§ Instructions to follow
Please reproduce the rows below verbatim, line for line.

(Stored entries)
○ ○ ○ ○
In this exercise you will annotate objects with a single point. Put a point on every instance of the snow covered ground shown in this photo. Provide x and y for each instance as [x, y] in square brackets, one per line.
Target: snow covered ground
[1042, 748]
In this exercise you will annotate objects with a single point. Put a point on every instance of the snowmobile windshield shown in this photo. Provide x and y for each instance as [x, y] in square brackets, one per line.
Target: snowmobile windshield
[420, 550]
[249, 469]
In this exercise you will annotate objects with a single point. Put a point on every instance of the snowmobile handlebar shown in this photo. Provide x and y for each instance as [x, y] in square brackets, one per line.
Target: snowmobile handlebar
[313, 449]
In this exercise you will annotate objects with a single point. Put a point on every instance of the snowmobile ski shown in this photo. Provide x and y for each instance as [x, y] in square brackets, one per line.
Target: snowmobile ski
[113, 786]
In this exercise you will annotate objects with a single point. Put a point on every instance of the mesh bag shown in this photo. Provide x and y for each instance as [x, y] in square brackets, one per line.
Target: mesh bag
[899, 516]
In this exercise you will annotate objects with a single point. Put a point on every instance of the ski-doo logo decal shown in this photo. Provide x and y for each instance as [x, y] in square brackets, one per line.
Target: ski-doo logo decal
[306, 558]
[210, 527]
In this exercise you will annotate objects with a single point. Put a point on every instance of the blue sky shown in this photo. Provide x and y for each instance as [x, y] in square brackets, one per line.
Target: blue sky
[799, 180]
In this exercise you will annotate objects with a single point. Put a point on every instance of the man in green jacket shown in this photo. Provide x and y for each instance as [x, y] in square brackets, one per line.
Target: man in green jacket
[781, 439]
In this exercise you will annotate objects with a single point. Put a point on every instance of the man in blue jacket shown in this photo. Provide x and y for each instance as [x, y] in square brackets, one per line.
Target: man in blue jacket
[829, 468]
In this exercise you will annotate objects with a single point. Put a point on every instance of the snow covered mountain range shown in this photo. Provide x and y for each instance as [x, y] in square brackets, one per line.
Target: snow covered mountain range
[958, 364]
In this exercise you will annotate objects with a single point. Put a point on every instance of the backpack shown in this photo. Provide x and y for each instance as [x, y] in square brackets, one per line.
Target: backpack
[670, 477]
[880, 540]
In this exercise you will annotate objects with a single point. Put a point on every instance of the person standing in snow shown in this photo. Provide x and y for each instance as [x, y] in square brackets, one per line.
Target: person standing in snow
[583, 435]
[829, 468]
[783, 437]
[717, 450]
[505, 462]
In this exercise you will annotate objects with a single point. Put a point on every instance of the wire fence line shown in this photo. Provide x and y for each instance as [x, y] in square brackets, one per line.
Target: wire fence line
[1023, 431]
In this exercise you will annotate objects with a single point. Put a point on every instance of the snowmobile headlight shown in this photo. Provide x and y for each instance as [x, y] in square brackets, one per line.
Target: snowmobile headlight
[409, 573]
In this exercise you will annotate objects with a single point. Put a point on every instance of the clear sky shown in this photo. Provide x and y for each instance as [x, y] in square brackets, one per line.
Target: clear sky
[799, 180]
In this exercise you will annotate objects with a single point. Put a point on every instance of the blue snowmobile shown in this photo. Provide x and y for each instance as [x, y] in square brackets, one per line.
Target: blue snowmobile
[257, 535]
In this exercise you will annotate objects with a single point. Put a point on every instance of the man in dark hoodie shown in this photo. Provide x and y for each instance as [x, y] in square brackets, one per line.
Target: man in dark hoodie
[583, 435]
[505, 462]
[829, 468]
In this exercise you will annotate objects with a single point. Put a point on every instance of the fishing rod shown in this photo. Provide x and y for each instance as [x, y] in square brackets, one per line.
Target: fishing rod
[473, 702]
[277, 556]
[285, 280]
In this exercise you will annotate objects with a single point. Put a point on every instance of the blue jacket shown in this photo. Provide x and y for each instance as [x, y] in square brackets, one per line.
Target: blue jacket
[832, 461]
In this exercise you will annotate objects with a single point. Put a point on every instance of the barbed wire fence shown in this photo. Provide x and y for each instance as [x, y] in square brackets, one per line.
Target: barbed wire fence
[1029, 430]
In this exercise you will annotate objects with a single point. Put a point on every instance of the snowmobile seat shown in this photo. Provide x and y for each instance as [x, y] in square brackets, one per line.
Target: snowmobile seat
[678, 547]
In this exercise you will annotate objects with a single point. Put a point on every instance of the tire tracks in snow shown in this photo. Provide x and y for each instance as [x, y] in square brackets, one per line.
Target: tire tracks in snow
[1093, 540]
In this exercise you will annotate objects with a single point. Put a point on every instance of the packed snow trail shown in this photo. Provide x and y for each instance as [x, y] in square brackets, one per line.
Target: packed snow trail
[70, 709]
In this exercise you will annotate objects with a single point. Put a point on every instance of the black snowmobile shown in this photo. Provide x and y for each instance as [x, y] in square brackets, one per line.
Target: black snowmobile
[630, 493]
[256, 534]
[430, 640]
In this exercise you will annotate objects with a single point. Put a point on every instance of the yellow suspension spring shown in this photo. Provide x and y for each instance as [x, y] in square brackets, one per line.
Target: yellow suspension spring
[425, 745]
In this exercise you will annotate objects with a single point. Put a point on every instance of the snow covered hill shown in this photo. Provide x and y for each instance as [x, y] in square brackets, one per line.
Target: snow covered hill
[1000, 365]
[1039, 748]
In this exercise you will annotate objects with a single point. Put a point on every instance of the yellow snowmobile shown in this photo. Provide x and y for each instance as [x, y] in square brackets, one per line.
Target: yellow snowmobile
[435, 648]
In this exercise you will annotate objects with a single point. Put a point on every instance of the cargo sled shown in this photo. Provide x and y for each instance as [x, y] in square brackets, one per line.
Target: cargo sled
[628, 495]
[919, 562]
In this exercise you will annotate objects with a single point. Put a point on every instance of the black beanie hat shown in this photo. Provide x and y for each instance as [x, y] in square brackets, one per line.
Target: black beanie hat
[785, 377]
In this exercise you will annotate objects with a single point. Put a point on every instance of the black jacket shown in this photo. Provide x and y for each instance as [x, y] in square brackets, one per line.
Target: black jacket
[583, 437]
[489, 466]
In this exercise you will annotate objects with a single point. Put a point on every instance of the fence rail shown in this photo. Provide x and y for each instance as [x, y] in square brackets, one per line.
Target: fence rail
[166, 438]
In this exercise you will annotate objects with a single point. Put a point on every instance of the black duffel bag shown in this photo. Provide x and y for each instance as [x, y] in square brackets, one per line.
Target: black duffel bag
○ ○ ○ ○
§ Finished exercise
In this exercise you will annotate objects with a single point. Put a point on every instance of the snow covered ground shown in this photo. Provide x and y for each instance as [x, y] in square brackets, one per line.
Target: snow covered ground
[1042, 748]
In this exercise you will annotate objects with a single point. Put a point on every instance of the snowmobile windshield shown in this photo. Provide x and y for each instance as [x, y] in square brackets, one per line.
Target: snowmobile windshield
[420, 550]
[249, 469]
In this exercise you will annotate objects with a single point. Put a point on every instance of the snowmobile handlebar shown in this photo. Provide x and y for each instance as [x, y] in square brackets, one per line.
Target: snowmobile handlebar
[313, 449]
In this exercise you will annotate objects with a single point. Put a point on every instance of the snowmobile ski shown in this photo. Provide x and y for each instance as [x, y] in square brackets, one per line.
Target: snowmobile ski
[113, 786]
In this exercise you will annotate objects with a single point. Put a point on every instance of the mesh bag shown in this photo. Provide x and y for each instance as [x, y] in square brackets, one per line.
Target: mesh bag
[899, 516]
In this exercise you will annotate objects with a single point. Put a point on every instance of the ski-doo logo decal shown in this photo. Provide x and y for each instance as [x, y] in square brackets, one per line.
Target: ski-doo logo decal
[306, 558]
[210, 527]
In this exercise you will annotate objects with a single point. Put a point on every instance of the blue sky shown in this photo. Provide x and y for each instance as [x, y] in square brackets, one per line.
Target: blue sky
[799, 180]
In this exercise you will annotate objects with a single point. Put a point on every instance of the man in green jacket shown in this photo. Provide x and y for each instance as [x, y] in square brackets, one per line.
Target: man in green jacket
[781, 439]
In this exercise you will annotate objects with a single point. Put a point on every instance of the man in blue jacket shown in this photo. Provide x and y for each instance as [x, y] in square brackets, one per line.
Target: man in blue jacket
[829, 468]
In this exercise you will annotate objects with a single point. Put a point on every instance of the snow covered mountain range shown in this photo. Provide x and y for each instance as [x, y] in square brackets, one per line.
Target: snow covered mountain range
[958, 364]
In this exercise you will annotate objects with a single point. Put a point on every instance of the backpack shown in this photo. Provide x and y for each instance as [x, y] in square brackets, one per line.
Target: backpack
[670, 477]
[880, 540]
In this exercise you will annotate objects with a single point. Put a point on every instance of the person standing in snow shown in this photo. Provide x and y for each instance as [x, y] in square brackets, one per line.
Target: person standing in snow
[583, 435]
[829, 468]
[783, 437]
[717, 450]
[505, 462]
In this exercise you will annotate objects with a single point. Put a point on every instance of the wire fence line shown in this photo. Provide x and y for each instance as [x, y] in square brackets, one per line.
Target: wire fence line
[1023, 431]
In this exercise you will annotate objects with a single point. Put a point on every instance of the snowmobile headlight shown in this photo. Provide x and y for each instance as [x, y] in square brackets, one per line.
Target: snowmobile headlight
[409, 573]
In this exercise you will annotate objects with a single point. Put a point on every instance of the clear sky shown in this photo. Provide x and y for each instance as [x, y] in square brackets, one per line.
Target: clear sky
[799, 180]
In this exercise you will annotate objects with a single point. Put a point on every instance of the blue snowmobile shown in this photo. Provide x and y for each instance as [x, y] in square brackets, one per line.
Target: blue snowmobile
[257, 535]
In this exercise you will annotate objects with a single point. Put a point on every instance of the man in dark hoodie shown in this photo. Provide x and y for each instance as [x, y] in square brackets, one per line.
Target: man in dark hoodie
[583, 435]
[505, 462]
[829, 468]
In this exercise you will annotate objects with a single point. Put a point on every instance of the fishing rod shown in this photo. Provide x and y for each instance as [x, y] in square brackets, one per line.
Target: fishing rod
[473, 702]
[277, 556]
[285, 280]
In this exercise you will annotate objects with a single point. Put a point on every instance of the blue jacket shown in this photo. Provide x and y for each instance as [x, y] in square brackets, one per line.
Target: blue jacket
[832, 461]
In this exercise you will annotate objects with a single point. Put a point on every instance of the barbed wire fence shown in this photo. Provide x and y for each instance as [x, y] in square brackets, one per line.
Target: barbed wire fence
[1029, 430]
In this exercise you will annotate objects with a single point. Put a point on every instance of the snowmobile seat shown in this photo. Provide x and y for each instance as [x, y] in square brackets, one per line.
Target: snowmobile seat
[678, 547]
In this exercise you will annotate objects with a single point. Put a point on every instance of the tire tracks in snow shown in this photo. Provide x and y for each instance as [x, y] in square brackets, one per line.
Target: tire tracks in snow
[1093, 540]
In this exercise you will annotate objects with a single point. Put a point on every instance of the packed snow trail shown in this photo. Provide x and y for each instance as [x, y] in square brackets, one per line.
Target: packed snow trail
[70, 709]
In this exercise you will annotate objects with a single point. Put a point on every instance of the black snowmobile shown in this photo. Provide x and y for each instance as [x, y] in square brackets, one per line.
Target: black snowmobile
[630, 493]
[256, 534]
[430, 640]
In this exercise you will annotate objects with a single point. Put a point on every instance of the yellow suspension spring shown in this photo. Provide x and y for each instance as [x, y] in square brackets, one per line.
Target: yellow suspension spring
[425, 745]
In this exercise you will annotate objects with a single point. Put a point on every instance of the snow covered hill shown in this photo. Provide x and y for each instance as [x, y] in square brackets, one per line.
Target: snow covered hill
[1000, 365]
[1039, 748]
In this exercise you will annotate objects with a single point. Put a point on every instance of the yellow snowmobile shown in this photo. Provide x and y for each instance as [x, y] in square brackets, one per line.
Target: yellow snowmobile
[435, 648]
In this exercise you will annotate objects with a single point. Put a point on every instance of the cargo sled shown in this photo. Provide x and y for each instance as [x, y] in square brackets, one per line.
Target: cargo sled
[628, 495]
[919, 562]
In this exercise you will annotate objects with a single point. Put a point on every instance of the black beanie hat shown in this photo. Provide x and y for each instance as [x, y] in square brackets, one per line.
Target: black beanie hat
[785, 377]
In this exercise you will annotate objects with a single point. Put a point on every instance of the black jacket shown in this photo. Provide x and y for each instance as [x, y] in square brackets, one per line.
Target: black jacket
[583, 437]
[489, 466]
In this exercise you will annotate objects with a single point. Put a point on every instance of the fence rail shown in this photo. Provide x and y for each instance as [x, y] in square brackets, one per line.
Target: fence rail
[166, 438]
In this exercise you will annotate objects with a single point. Put a point on every instance of the black duffel bag shown in this photo. Provide x and y for each instance as [x, y] in square brackets, one per line.
Target: black duffel bag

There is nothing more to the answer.